Try it:
In the text about eelgrass restoration in Burtons Bay, in what town is the VIMS Eastern Shore Laboratory located?

Text for analysis:

Patrick, head of the Seagrass Monitoring and Restoration Program at VIMS, stresses that the Burtons Bay project will benefit far more than just eelgrass.

“Our work represents a whole ecosystem restoration,” he says. “Eelgrass is a key foundation species that not only improves water clarity, increases oxygen concentrations and reduces erosion, but also creates essential habitat for bay scallops, waterfowl and other marine organisms.”

A scallop can be seen underwater
Eelgrass beds help protect bay scallops from predators and strong currents. (VIMS photo)

Snyder, who heads VIMS’ Eastern Shore Laboratory in Wachapreague, notes that the project will have socio-economic benefits as well.

“Restoration of eelgrass meadows boosts the productivity and biodiversity of local ecosystems,” he says. “Eelgrass meadows enhance charter fishing, recreational hunting and fishing, ecotourism and commercial wild harvests of blue crabs and other species.”

These benefits extend regionally, as eelgrass provides nursery and forging habitat for many species of migratory fishes.

The knowledge gained during the ongoing South Bay restoration effort will stand VIMS and its partners in good stead as they embark on the new project in Burtons Bay.

“We now have decades of experience in collecting, storing, and planting eelgrass seeds; as well as in monitoring the abundance and distribution of the seeded beds,” says Patrick. “Our prior work shows excellent potential for expansion beyond planted areas, with a current return on investment of 20 acres for every acre planted over a 20-year period.”

If that proportion holds true in Burtons Bay, the 60 planted acres should eventually spread to more than 1,000 acres of eelgrass meadow.

A ruler sits atop a pile of scallops
VIMS researchers have released bay scallop broodstock into South Bay since 2009 for grow-out and in-situ spawning. (VIMS photo)

VIMS Eastern Shore lab has been working with bay scallops since the 1960s, when Mike Castagna pioneered the aquaculture methods needed to successfully grow the these mollusk. Mark Luckenbach began the effort to restore a wild population in 2009, and Snyder has continued that work.

“We’ve successfully raised and released bay scallops each year since 2009 from our Castagna Research Hatchery,” says Snyder, “and maintained broodstock in cages in South Bay for grow-out and in-situ spawning. These efforts have jumpstarted a bay scallop population in the restored meadows with densities increasing in recent years.”

Given entries:

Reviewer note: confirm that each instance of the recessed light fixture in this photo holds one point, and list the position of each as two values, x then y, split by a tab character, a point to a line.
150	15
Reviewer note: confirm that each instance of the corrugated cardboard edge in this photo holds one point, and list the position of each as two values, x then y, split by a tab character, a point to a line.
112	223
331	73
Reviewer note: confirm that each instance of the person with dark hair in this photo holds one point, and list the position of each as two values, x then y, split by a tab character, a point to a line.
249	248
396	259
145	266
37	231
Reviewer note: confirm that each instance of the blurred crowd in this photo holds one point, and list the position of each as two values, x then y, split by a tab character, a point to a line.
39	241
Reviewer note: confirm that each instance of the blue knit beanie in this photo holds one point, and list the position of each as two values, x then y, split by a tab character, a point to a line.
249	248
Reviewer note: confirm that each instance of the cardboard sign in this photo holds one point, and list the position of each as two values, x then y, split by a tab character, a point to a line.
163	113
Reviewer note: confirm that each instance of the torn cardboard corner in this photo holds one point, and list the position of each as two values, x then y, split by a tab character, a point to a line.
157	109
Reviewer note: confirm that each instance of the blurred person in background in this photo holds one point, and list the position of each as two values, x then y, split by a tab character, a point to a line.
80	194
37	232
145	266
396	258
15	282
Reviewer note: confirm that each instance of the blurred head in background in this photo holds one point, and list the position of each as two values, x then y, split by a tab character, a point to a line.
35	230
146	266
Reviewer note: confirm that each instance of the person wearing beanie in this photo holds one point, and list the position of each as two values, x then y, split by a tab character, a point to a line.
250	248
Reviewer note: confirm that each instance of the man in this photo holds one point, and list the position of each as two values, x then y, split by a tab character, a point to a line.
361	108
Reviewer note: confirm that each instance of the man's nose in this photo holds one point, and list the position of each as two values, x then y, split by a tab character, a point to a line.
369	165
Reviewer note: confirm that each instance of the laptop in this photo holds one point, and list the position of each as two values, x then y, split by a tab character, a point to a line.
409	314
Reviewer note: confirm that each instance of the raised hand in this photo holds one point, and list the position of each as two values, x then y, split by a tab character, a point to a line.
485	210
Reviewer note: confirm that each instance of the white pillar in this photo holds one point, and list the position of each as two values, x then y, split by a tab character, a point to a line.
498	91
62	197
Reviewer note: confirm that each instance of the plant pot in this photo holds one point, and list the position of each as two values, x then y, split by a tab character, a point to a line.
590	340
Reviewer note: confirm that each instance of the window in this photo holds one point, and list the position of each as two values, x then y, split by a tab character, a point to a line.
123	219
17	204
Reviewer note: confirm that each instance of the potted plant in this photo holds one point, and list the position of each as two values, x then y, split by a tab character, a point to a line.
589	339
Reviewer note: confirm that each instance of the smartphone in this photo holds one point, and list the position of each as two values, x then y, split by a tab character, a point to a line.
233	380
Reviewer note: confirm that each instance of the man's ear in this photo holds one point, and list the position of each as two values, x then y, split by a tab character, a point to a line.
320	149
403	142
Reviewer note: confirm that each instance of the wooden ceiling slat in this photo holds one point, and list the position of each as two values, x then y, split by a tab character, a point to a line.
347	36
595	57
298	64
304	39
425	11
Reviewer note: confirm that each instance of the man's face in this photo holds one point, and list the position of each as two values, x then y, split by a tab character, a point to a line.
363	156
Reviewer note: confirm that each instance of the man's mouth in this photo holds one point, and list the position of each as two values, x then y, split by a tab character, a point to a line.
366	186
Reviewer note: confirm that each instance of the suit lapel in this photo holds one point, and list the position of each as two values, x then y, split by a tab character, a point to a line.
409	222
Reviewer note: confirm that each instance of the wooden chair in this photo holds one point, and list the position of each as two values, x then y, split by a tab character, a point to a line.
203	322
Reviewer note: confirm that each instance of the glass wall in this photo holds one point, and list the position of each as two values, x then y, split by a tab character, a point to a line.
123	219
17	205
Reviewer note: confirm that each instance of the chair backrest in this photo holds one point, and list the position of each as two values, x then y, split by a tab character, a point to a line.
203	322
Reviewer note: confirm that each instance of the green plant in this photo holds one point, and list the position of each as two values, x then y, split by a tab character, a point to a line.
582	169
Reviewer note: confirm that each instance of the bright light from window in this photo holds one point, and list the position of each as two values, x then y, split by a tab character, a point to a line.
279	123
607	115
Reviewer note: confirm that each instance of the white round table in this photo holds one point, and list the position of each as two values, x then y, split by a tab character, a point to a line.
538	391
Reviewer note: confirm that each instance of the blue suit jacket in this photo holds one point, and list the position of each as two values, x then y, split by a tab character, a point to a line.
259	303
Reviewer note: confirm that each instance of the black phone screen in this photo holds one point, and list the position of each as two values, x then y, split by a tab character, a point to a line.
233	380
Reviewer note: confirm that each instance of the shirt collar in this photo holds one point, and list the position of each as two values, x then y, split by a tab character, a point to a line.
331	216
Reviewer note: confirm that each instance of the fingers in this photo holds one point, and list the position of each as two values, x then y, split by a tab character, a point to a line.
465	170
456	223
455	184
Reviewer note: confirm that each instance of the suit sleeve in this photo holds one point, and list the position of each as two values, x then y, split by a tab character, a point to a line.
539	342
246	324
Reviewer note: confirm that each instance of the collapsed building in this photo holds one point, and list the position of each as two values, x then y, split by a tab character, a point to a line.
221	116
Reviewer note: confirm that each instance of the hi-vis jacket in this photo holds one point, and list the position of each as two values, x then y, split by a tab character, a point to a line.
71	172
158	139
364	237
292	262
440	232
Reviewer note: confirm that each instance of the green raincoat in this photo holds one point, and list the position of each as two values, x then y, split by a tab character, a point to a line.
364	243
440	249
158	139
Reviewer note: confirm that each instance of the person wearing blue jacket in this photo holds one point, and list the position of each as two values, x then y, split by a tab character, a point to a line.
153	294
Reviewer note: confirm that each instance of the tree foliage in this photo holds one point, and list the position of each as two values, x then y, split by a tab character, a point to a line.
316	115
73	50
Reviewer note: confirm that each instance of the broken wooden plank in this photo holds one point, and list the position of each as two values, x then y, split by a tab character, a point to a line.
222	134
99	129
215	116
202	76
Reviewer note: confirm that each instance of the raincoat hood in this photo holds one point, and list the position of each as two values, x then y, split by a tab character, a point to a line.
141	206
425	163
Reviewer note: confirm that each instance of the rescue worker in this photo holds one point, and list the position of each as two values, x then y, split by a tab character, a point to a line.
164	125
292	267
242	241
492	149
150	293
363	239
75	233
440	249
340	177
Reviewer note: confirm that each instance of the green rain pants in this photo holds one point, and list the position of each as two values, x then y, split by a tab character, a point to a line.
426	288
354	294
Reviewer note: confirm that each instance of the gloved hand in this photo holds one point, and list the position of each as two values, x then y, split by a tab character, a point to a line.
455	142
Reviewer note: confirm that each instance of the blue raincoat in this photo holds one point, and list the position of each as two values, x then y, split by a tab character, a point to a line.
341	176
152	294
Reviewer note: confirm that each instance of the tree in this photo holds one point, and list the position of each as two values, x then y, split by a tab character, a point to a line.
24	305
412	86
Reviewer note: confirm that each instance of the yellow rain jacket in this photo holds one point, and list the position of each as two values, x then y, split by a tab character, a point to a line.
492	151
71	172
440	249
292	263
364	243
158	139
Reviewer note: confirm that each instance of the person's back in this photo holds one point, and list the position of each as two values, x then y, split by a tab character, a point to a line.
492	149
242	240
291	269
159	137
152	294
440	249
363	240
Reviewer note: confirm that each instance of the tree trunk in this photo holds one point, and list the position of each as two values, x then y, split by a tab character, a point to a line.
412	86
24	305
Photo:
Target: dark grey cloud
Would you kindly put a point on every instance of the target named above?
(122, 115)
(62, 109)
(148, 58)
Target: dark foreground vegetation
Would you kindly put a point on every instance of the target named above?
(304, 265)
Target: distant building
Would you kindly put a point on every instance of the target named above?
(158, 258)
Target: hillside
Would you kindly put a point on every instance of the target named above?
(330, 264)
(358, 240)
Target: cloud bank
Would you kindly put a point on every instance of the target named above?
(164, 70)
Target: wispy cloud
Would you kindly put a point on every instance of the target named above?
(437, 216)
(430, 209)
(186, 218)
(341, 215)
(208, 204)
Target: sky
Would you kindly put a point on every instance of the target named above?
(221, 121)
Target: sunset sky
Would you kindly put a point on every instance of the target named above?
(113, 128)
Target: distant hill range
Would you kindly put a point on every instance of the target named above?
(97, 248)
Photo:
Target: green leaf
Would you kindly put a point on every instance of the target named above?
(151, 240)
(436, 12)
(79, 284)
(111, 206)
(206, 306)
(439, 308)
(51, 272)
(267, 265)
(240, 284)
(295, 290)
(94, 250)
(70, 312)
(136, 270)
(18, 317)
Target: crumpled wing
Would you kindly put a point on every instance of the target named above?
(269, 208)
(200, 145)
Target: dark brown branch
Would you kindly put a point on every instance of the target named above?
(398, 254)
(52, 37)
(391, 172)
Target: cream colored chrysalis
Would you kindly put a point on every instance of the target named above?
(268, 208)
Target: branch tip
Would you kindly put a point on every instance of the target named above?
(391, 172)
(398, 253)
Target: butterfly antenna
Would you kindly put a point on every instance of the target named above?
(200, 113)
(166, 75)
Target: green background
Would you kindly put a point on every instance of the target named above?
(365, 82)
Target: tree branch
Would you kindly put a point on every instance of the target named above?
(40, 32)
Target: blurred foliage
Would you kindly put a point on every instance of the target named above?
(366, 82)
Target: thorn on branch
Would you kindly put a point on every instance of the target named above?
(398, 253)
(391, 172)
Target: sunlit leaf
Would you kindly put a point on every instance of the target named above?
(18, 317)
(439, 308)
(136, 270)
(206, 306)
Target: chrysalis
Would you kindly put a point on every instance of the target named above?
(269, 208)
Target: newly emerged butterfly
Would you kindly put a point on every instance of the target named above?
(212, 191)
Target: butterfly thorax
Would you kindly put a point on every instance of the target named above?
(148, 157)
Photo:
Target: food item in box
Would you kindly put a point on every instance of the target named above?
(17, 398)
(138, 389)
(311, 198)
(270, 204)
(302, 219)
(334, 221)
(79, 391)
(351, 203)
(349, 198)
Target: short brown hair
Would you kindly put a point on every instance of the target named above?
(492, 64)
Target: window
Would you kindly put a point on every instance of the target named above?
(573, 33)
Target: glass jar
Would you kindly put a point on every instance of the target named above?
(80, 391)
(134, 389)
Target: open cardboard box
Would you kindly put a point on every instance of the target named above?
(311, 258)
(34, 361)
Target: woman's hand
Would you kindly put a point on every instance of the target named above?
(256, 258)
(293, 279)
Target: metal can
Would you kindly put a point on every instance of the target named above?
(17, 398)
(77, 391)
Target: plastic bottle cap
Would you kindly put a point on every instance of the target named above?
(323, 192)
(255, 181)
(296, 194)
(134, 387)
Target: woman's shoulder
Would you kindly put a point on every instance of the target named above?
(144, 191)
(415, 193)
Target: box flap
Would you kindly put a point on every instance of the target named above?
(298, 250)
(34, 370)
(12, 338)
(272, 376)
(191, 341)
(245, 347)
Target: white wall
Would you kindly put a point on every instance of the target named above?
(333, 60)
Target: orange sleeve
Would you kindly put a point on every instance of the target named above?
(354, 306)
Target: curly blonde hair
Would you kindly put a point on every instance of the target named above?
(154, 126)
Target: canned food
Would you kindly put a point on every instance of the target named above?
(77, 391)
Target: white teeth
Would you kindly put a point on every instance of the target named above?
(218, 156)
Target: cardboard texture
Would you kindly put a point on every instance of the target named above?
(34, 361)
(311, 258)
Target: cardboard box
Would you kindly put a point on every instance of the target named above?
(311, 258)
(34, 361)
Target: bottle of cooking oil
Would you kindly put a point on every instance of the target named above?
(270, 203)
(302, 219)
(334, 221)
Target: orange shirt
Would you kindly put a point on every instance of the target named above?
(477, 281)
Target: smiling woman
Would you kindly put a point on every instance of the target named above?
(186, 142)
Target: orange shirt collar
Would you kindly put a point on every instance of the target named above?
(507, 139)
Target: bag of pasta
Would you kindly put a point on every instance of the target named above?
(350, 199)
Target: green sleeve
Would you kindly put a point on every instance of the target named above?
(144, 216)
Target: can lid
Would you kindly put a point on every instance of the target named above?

Answer to this exercise:
Wachapreague